● **Text**
[BEGIN]
Truth Squad: Some funny math in GOP debate

By Calvin Woodward, Associated Press, 12/07/99

ASHINGTON -- Whether outbidding each other on education dollars or describing the tax load on citizens, GOP presidential candidates seemed in need of remedial math at times in their Arizona debate.

Candidates who vowed to put education more in the hands of local decision-makers proposed expensive and perhaps even expansive federal programs Tuesday night to give parents the money to choose schools.

Texas Gov. George W. Bush declared "I don't believe in national testing" despite running on a platform that would require testing as a condition of aid to schools that get federal money.

Indeed, his plan calls for paying states to use a sample federal test, although they could select other tests if they choose.

For his part, Arizona Sen. John McCain said flatly, "We shouldn't have any federal bureaucrat deciding whether money should go to the states or not."

He did not explain how his proposed voucher program could work if no one in Washington was making decisions about it.

With six candidates making their pitches in the one-hour debate, nuances were lost and agendas were inevitably crowded into political shorthand.

Most of the candidates were eager to offer generous-sounding programs to let parents take federal tax money as vouchers that they could spend on private education or other schools of their choice.
[END]
● **Work to complete**
Please copy the part of the article that begins at the words "Most of the" and stops after "of their choice.", swapping "vouchers" for "grants".

● **Data**
[BEGIN]
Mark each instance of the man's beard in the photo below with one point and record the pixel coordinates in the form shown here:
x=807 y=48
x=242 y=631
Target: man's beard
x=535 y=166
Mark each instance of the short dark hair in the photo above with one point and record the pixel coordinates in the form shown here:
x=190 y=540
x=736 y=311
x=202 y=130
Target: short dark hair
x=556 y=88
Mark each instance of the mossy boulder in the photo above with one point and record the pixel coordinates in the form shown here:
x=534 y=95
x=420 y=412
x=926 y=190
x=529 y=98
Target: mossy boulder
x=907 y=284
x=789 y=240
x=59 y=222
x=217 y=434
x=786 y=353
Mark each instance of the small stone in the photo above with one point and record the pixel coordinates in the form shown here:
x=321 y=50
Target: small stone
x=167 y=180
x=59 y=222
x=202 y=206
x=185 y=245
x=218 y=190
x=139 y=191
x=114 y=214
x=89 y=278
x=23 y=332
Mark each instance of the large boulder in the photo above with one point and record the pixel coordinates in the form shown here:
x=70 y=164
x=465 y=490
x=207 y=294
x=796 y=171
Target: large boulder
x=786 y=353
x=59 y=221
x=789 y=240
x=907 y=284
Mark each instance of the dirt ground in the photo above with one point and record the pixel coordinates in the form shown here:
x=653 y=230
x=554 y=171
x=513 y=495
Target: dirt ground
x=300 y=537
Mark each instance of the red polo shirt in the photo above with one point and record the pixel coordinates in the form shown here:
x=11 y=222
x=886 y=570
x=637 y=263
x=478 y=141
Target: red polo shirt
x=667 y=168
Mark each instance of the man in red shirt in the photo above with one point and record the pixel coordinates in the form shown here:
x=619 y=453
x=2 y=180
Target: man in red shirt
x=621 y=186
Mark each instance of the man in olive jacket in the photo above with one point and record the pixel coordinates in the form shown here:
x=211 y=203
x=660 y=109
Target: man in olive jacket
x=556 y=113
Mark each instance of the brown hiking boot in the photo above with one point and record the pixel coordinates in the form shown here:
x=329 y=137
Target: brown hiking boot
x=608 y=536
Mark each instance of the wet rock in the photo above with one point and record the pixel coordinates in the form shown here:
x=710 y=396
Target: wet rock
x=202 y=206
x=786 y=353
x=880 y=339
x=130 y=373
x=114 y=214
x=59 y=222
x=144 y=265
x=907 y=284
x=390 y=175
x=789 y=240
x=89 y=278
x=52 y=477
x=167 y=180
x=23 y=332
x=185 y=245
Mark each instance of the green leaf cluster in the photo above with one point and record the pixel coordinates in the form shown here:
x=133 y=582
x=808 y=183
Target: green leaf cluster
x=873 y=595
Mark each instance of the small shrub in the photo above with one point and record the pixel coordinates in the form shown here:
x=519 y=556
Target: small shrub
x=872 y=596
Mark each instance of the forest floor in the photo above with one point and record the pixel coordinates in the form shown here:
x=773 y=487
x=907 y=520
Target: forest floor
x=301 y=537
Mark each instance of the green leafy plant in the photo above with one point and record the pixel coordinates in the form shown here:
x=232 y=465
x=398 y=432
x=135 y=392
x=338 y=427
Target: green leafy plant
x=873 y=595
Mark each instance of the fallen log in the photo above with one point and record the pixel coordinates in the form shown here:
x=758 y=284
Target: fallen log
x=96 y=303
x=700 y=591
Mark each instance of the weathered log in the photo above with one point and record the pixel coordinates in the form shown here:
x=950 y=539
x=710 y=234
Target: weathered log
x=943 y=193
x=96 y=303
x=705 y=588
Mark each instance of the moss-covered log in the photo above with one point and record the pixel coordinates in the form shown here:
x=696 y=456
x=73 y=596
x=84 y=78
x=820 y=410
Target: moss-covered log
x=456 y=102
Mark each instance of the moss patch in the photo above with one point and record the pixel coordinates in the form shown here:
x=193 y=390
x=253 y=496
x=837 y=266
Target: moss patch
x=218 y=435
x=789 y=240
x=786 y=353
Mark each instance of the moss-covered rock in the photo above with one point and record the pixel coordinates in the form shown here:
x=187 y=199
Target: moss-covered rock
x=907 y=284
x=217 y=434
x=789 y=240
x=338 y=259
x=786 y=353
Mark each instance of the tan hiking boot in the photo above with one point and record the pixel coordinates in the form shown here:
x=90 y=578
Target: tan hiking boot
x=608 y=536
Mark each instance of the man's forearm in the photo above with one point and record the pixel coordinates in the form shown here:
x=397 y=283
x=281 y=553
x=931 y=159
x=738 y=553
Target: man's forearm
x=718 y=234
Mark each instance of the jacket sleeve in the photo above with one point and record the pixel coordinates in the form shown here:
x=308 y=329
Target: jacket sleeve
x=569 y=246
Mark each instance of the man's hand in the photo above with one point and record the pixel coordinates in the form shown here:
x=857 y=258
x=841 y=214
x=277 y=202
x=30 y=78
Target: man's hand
[END]
● **Output of the exercise**
Most of the candidates were eager to offer generous-sounding programs to let parents take federal tax money as grants that they could spend on private education or other schools of their choice.